┌──

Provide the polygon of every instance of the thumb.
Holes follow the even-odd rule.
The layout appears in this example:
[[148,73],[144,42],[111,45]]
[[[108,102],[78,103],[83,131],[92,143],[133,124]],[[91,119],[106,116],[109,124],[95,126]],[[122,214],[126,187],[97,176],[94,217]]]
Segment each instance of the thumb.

└──

■ Exercise instructions ■
Please reproduce all of the data above line for line, with no changes.

■ Task answer ■
Provide the polygon of every instance of the thumb.
Holes follow the even-odd rule.
The layout appears in this example:
[[148,73],[144,42],[111,45]]
[[[108,102],[78,103],[83,131],[92,143],[133,124]],[[91,119],[106,116],[109,124],[95,126]],[[122,214],[126,187],[97,176],[94,217]]]
Segment each instance of the thumb.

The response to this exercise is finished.